> [Given exercise A]
Answer these from the passage on the proposed HOT Road, one short answer per question:
(i) Who described a large number of interstate authorities and assessed their strengths and weaknesses?
(ii) What kind of state is Virginia called?
(iii) What did Maryland's current state administration openly oppose?
> [Given exercise B] Put this sentence from the passage on the proposed HOT Road into Spanish: "But in final analysis such an authority can only be established if there is agreement to do so."
** START Document **
Operations, maintenance, revenue collection and management would be most easily achieved through an interstate authority as described above. Without such an authority the cross-jurisdiction coordination of these fundamental components of delivering transportation services will be nearly impossible.
The coordination issue seems to hinge on the feasibility of forming an interstate authority to construct and operate the proposed HOT Road. Forming such authorities is not difficult if the major state level entities want to, i.e., they agree upon the need for the authority. Many such authorities exist but most have to do with managing resources that spillover state boundaries such as river systems. Maggio and Stough (2002) provide a description of a large number of these and also assess their strengths and weaknesses. The basic issues are first whether there is general agreement among the state partners to form an authority. If there is they together have the ability under the US Constitution to do so. Usually when interstate authorities are formed the partnered states approach the US Congress and ask that a bill be passed formally establishing such authorities (but it is not required for them to be officially sanctioned and operating entities). But in final analysis such an authority can only be established if there is agreement to do so.
There are additional issues that will impact the ability to get agreement on a multi-state road project like the proposed HOT Roadway project. Some of these are related to local preferences and preferences of political leaders and some are more general in scope. Some of these are described below to round out the understanding of the types of barriers that may exist.
The State of Maryland may pose a major barrier to successfully implementing the proposed project. The current state administration openly opposed the notion of express toll lanes within the state. [50] However, a recent election of a new administration and governor may lead to a more favorable disposition to the HOT lane concept.
The Commonwealth of Virginia, while seemingly more amenable to the idea of HOT lanes is facing circumstances that could make it difficult to support a HOT Road proposal. As noted above, Virginia is a ‘Dillon Rule’ state and as such restricts powers to local jurisdictions. Unlike Maryland, where local jurisdictions have considerable autonomy in transportation decisions, Virginia’s transportation planning is completed by the State with the exception of the jurisdictions located in metropolitan areas where Transportation Planning Boards must also be in agreement with plans and planning elements. Local jurisdictional needs may be superceded by state policies and as such, the benefits of the HOT lanes project will need to be seen as accruing to the state as a whole to receive maximum support from the state (Lewis Berger Group, 2001).
** END Document **
** START Supplied data **
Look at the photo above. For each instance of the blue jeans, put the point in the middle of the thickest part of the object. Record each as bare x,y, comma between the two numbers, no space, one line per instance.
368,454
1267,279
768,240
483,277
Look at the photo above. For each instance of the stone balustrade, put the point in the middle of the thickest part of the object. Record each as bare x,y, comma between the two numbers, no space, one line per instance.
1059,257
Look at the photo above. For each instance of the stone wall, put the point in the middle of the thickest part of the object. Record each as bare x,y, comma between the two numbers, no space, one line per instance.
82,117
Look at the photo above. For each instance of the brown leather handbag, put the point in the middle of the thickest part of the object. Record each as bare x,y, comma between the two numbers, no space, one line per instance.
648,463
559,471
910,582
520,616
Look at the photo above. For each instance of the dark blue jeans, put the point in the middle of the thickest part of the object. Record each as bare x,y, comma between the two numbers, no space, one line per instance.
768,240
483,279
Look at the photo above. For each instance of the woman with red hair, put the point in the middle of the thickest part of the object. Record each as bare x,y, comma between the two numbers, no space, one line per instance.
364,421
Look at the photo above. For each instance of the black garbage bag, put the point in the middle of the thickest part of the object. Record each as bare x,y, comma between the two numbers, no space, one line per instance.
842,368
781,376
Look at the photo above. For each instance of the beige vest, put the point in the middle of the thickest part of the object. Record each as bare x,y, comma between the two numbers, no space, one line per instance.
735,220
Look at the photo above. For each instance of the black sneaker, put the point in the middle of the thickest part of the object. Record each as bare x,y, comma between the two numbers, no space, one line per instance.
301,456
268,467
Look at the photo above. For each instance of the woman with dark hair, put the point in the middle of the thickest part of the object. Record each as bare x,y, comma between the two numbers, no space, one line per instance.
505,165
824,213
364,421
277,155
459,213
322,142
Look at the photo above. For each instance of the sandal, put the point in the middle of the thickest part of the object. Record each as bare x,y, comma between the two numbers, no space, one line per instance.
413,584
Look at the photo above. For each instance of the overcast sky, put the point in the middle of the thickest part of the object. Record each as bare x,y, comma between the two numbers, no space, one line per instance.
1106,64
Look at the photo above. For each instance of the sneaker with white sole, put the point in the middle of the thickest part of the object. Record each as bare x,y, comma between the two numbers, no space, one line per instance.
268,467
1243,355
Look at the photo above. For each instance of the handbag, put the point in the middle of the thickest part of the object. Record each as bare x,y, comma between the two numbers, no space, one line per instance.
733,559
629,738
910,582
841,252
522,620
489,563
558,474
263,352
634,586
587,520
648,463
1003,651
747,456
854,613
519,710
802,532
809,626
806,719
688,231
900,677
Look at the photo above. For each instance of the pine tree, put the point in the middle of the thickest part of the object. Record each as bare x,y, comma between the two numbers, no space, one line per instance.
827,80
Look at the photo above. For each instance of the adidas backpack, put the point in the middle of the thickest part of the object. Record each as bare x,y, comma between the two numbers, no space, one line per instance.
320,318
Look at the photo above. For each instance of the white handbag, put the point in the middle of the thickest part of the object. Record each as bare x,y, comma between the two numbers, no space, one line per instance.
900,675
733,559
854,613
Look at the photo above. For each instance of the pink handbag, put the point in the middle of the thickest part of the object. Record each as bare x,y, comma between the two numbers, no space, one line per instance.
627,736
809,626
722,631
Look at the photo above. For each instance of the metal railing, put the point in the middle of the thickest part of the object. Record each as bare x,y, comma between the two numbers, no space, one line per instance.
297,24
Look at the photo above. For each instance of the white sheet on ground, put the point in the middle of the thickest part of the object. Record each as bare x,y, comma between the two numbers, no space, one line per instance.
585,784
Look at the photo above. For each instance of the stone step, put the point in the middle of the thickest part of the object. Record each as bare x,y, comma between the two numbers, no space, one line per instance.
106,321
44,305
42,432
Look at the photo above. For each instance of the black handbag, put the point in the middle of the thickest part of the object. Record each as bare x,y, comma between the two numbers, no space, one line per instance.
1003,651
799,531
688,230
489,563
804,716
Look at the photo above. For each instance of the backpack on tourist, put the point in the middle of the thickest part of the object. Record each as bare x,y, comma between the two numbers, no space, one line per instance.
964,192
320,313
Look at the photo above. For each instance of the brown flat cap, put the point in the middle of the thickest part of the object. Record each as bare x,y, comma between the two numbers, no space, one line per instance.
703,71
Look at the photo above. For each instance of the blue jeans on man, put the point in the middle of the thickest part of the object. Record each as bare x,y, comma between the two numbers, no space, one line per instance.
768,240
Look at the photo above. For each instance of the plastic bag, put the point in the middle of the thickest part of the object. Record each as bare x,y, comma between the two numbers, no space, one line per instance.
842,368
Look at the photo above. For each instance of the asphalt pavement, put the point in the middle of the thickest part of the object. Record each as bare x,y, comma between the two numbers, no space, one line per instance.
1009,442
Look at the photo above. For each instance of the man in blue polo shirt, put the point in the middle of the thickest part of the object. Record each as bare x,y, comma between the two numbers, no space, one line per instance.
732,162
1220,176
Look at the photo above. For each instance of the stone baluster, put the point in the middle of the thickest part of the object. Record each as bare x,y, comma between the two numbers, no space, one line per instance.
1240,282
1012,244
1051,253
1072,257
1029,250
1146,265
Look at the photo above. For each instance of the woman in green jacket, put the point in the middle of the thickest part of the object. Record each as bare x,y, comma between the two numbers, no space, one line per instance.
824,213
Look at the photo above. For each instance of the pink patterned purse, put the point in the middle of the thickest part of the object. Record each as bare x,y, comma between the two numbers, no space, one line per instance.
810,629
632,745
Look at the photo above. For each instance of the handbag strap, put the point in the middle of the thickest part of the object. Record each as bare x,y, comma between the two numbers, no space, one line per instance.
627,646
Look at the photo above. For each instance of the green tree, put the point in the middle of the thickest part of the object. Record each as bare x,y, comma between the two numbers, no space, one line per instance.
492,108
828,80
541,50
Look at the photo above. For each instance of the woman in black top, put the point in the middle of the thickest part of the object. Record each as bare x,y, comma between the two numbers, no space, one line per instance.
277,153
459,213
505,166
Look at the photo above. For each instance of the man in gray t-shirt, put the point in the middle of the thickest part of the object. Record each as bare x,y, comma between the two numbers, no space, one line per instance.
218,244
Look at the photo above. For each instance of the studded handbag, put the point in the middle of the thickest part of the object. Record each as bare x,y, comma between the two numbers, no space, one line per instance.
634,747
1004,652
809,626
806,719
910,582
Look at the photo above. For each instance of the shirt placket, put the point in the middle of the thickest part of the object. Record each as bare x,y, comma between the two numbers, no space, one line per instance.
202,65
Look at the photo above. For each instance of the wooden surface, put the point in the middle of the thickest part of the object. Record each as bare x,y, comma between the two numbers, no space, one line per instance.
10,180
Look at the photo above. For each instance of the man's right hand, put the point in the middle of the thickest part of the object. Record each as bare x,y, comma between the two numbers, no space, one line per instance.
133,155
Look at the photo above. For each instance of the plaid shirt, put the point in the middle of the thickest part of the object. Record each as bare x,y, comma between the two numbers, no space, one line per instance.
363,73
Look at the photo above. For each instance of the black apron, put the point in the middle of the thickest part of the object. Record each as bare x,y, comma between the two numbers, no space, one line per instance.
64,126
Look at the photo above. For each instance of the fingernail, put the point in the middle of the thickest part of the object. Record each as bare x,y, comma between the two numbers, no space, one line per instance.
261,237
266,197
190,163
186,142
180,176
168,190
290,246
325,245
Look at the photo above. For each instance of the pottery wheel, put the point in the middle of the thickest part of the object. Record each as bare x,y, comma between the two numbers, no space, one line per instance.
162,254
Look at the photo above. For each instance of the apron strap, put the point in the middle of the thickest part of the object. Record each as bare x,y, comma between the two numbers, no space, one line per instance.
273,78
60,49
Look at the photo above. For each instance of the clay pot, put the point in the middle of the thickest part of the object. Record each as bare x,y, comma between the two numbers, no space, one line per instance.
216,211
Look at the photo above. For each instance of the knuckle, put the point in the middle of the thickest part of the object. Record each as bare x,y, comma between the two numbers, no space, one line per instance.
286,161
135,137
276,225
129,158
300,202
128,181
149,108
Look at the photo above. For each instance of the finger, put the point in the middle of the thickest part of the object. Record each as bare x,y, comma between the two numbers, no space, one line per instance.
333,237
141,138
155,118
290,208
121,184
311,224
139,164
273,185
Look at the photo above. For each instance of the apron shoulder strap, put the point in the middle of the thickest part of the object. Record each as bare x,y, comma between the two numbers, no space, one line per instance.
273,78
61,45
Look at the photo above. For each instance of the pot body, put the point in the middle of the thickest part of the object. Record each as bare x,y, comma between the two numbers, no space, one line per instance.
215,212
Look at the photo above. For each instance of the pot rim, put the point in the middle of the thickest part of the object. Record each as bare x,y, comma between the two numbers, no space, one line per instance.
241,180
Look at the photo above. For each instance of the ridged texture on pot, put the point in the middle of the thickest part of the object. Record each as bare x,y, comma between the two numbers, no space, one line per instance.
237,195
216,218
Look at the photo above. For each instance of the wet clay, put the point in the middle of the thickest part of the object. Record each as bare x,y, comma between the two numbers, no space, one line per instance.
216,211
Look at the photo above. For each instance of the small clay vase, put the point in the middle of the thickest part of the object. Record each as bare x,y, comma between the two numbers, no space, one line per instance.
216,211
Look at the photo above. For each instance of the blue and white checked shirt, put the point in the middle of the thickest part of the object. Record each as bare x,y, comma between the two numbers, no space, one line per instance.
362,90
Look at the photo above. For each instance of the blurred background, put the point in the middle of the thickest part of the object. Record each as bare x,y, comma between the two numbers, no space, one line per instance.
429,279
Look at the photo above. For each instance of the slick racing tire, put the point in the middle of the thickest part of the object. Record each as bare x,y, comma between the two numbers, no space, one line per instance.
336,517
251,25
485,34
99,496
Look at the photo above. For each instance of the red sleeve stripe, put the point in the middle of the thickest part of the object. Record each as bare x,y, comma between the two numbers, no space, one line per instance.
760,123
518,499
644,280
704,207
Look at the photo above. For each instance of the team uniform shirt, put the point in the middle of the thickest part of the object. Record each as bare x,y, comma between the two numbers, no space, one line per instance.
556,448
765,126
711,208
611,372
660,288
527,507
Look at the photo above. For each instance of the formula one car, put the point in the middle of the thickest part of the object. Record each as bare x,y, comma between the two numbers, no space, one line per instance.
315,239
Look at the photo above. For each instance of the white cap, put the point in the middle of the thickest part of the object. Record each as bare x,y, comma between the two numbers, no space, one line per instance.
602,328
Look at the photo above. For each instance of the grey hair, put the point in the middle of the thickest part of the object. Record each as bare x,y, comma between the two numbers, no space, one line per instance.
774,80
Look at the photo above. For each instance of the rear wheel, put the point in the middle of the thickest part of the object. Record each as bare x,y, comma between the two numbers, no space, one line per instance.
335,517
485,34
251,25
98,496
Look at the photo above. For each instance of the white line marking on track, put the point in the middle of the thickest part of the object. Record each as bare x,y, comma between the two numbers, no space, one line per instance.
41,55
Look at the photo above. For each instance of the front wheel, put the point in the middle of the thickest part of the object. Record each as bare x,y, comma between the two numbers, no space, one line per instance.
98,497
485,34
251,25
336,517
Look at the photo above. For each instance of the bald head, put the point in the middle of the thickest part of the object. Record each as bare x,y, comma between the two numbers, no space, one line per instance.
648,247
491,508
** END Supplied data **
> [Exercise result A]
(i) Maggio and Stough (2002)
(ii) A 'Dillon Rule' state
(iii) The notion of express toll lanes within the state

> [Exercise result B] Pero, en último análisis, una autoridad de este tipo solo puede establecerse si hay acuerdo para hacerlo.